Image-grounded pointing data:
BEGIN

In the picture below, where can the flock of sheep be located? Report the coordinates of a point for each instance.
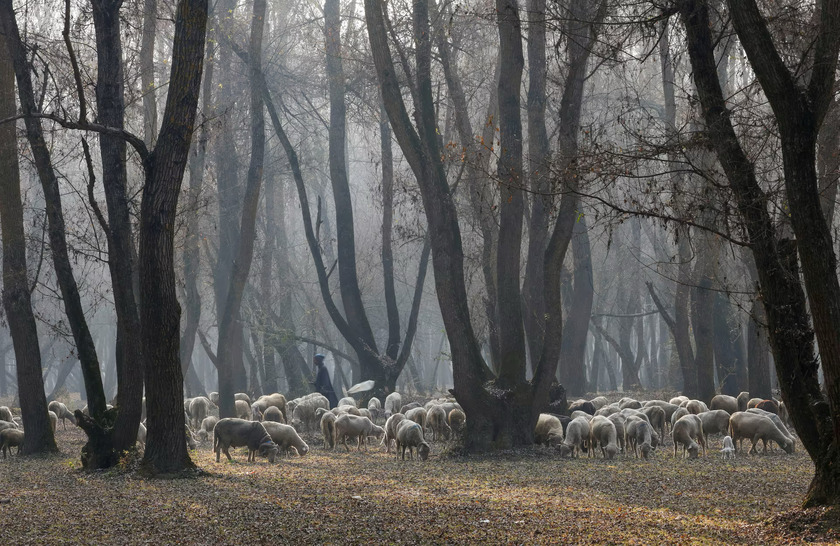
(271, 425)
(642, 426)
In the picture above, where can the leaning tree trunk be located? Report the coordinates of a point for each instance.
(16, 300)
(166, 447)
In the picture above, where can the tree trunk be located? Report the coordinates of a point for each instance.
(166, 447)
(15, 289)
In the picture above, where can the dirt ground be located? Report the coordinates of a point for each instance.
(527, 496)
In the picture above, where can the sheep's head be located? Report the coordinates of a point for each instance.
(423, 451)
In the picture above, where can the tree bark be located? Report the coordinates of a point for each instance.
(166, 447)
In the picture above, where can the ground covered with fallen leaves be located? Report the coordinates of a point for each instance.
(527, 496)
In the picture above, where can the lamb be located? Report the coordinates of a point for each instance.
(266, 401)
(724, 402)
(392, 402)
(62, 412)
(688, 431)
(273, 413)
(231, 432)
(286, 438)
(602, 433)
(714, 421)
(410, 435)
(549, 430)
(355, 427)
(328, 429)
(728, 448)
(9, 438)
(199, 409)
(436, 420)
(242, 409)
(418, 415)
(757, 427)
(639, 434)
(577, 436)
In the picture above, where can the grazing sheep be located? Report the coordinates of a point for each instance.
(577, 436)
(199, 409)
(584, 406)
(328, 429)
(639, 435)
(728, 449)
(676, 416)
(230, 432)
(549, 430)
(436, 420)
(724, 402)
(273, 413)
(242, 409)
(266, 401)
(392, 403)
(688, 431)
(620, 423)
(418, 415)
(9, 438)
(391, 430)
(602, 433)
(755, 427)
(355, 427)
(62, 412)
(286, 438)
(714, 421)
(410, 435)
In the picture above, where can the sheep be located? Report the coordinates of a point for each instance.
(584, 406)
(728, 449)
(577, 436)
(755, 427)
(266, 401)
(141, 435)
(656, 418)
(391, 430)
(436, 420)
(410, 435)
(347, 401)
(418, 415)
(639, 435)
(743, 398)
(328, 429)
(714, 421)
(62, 412)
(9, 438)
(231, 432)
(355, 427)
(392, 402)
(549, 430)
(199, 409)
(286, 438)
(676, 416)
(688, 431)
(724, 402)
(599, 402)
(602, 433)
(620, 429)
(273, 413)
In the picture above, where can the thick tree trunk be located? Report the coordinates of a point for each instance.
(166, 447)
(15, 287)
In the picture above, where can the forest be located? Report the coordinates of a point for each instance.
(570, 257)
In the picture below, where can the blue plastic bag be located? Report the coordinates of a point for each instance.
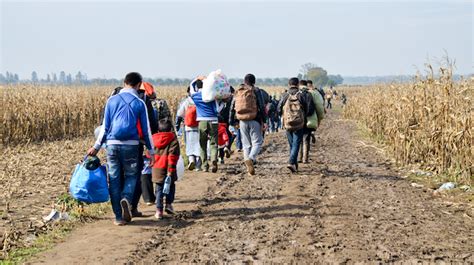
(89, 186)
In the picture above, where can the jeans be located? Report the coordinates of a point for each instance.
(138, 187)
(160, 195)
(148, 192)
(294, 140)
(305, 145)
(208, 129)
(274, 124)
(329, 106)
(123, 174)
(238, 140)
(252, 139)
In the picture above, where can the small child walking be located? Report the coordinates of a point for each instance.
(166, 156)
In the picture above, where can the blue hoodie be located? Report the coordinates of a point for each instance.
(206, 111)
(120, 125)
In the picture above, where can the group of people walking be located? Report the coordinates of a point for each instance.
(142, 144)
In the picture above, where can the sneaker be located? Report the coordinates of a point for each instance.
(169, 209)
(292, 168)
(227, 152)
(126, 214)
(119, 222)
(250, 168)
(191, 166)
(159, 214)
(136, 213)
(214, 167)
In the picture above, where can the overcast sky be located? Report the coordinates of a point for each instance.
(270, 39)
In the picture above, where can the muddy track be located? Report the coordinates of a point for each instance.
(348, 205)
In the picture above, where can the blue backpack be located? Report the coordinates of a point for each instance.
(125, 123)
(89, 186)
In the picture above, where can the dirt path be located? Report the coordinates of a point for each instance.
(348, 205)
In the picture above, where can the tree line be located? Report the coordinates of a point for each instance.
(311, 71)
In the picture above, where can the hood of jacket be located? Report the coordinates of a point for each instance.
(162, 139)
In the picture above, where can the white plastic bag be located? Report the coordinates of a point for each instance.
(180, 168)
(215, 86)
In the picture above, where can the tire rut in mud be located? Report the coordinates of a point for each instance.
(347, 205)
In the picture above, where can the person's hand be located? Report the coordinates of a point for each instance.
(152, 160)
(92, 151)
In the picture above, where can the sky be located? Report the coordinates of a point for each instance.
(270, 39)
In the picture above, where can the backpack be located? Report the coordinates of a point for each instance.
(293, 116)
(162, 111)
(270, 108)
(125, 122)
(245, 103)
(191, 116)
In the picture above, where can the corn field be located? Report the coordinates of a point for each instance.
(38, 113)
(428, 122)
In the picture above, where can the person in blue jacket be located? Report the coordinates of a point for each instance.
(124, 112)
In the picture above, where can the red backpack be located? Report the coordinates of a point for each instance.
(191, 116)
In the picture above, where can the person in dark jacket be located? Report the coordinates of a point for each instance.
(120, 131)
(295, 137)
(251, 131)
(306, 141)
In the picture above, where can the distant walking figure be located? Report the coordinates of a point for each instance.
(248, 111)
(294, 107)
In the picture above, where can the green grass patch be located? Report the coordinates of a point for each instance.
(78, 212)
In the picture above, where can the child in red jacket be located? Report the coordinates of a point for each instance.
(166, 157)
(222, 140)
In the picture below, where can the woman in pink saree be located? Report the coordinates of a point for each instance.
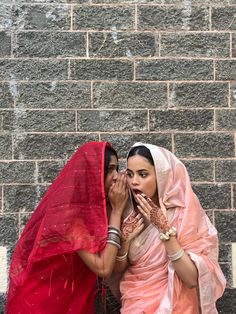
(172, 264)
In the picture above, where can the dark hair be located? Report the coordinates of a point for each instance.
(109, 151)
(141, 151)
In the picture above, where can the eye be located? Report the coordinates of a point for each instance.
(129, 174)
(143, 174)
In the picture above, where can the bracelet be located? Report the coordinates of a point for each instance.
(113, 228)
(177, 255)
(166, 236)
(114, 243)
(122, 257)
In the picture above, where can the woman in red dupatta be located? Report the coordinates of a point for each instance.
(173, 266)
(63, 247)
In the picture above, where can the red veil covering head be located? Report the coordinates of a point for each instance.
(46, 273)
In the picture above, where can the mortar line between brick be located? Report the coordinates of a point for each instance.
(136, 17)
(91, 95)
(229, 96)
(231, 45)
(210, 21)
(232, 196)
(71, 17)
(76, 120)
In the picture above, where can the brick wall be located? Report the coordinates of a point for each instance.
(158, 71)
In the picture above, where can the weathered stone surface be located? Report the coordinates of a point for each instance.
(49, 146)
(5, 147)
(33, 70)
(5, 16)
(41, 17)
(205, 145)
(199, 95)
(226, 70)
(233, 94)
(104, 18)
(5, 47)
(102, 70)
(17, 172)
(54, 95)
(112, 121)
(200, 170)
(233, 45)
(172, 18)
(122, 45)
(22, 198)
(9, 229)
(209, 195)
(129, 95)
(223, 18)
(226, 170)
(226, 120)
(165, 70)
(226, 225)
(180, 120)
(37, 121)
(6, 96)
(50, 44)
(195, 45)
(123, 142)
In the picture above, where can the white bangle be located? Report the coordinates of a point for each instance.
(122, 257)
(170, 233)
(177, 255)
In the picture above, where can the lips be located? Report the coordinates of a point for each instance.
(137, 191)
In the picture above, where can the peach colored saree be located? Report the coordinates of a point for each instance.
(150, 285)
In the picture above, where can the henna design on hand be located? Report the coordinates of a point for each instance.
(157, 217)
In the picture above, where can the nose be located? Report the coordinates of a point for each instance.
(134, 181)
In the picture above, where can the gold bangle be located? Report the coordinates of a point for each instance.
(122, 257)
(170, 233)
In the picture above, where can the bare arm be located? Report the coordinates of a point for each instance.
(184, 266)
(130, 228)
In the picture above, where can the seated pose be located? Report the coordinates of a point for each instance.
(67, 242)
(172, 264)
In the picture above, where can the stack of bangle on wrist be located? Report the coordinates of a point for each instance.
(177, 255)
(114, 234)
(121, 258)
(170, 233)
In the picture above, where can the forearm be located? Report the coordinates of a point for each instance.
(184, 266)
(103, 263)
(122, 257)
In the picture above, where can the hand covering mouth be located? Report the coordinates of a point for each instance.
(135, 191)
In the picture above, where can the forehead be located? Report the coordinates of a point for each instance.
(138, 162)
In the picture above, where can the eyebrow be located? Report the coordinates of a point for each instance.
(137, 170)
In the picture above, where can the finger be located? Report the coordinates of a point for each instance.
(143, 201)
(142, 211)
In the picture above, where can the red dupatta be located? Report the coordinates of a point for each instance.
(46, 273)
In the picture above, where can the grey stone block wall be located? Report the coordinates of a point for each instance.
(161, 71)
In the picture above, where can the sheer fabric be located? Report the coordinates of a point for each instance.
(46, 273)
(150, 285)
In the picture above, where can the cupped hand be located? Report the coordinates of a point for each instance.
(118, 193)
(152, 212)
(131, 226)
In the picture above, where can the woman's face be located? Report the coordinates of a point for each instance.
(112, 173)
(141, 177)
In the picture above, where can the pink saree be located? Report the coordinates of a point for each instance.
(150, 284)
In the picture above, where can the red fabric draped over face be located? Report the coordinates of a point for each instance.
(71, 216)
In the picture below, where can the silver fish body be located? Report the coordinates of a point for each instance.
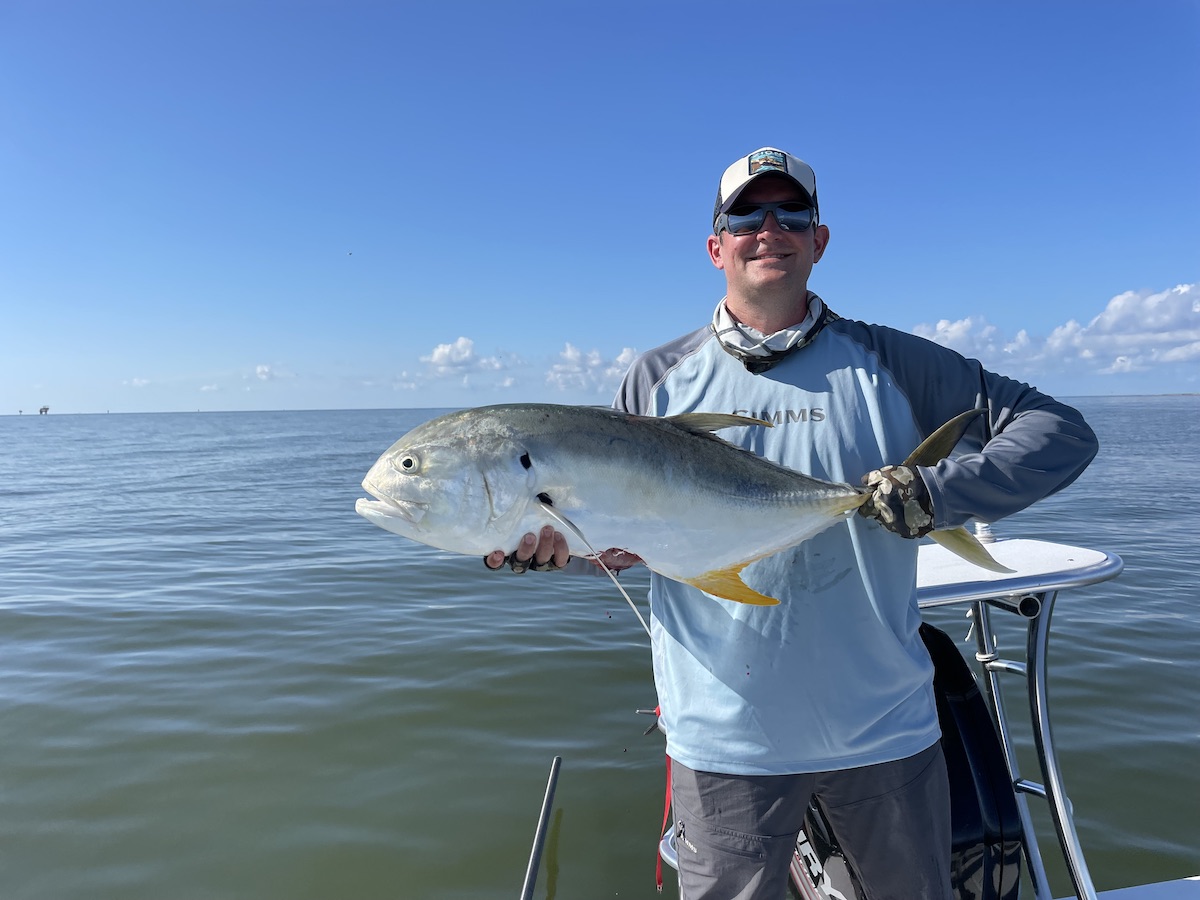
(695, 508)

END

- WHAT TO DO
All lines from the one containing "In the picture above, where can the eyebrow" to the end of the entries should appear in the output exactly as written, with no pictures.

- ANSWER TO THIS TASK
In the picture above, where can the eyebrow be located? Report the coordinates of a point for each instance.
(137, 170)
In the picture above, where can the finger be located? Report the coordinates of a point for each instance.
(143, 201)
(142, 211)
In the picture above, where can the red dupatta be located? Report the coordinates of a point for each instance.
(46, 273)
In the picture above, where can the grey stone block wall be located? Report the coordinates of a point for each instance.
(161, 71)
In the picture above, where can the sheer fabric be located? Report the coordinates of a point for each instance.
(46, 273)
(150, 285)
In the picture above, where can the cupped hand be located? Report the coordinates of a point for each instance.
(118, 193)
(152, 212)
(131, 226)
In the picture above, where can the woman's face be located? Report the coordinates of a point for each instance.
(112, 173)
(141, 177)
In the picture above, where can the pink saree be located? Report the coordinates of a point for each instance.
(150, 284)
In the picture above, where can the red fabric draped over face be located? Report the coordinates of a point for each instance.
(71, 216)
In the picture below, where can the silver fish body be located? Report the coordinates of a point for each instance.
(695, 508)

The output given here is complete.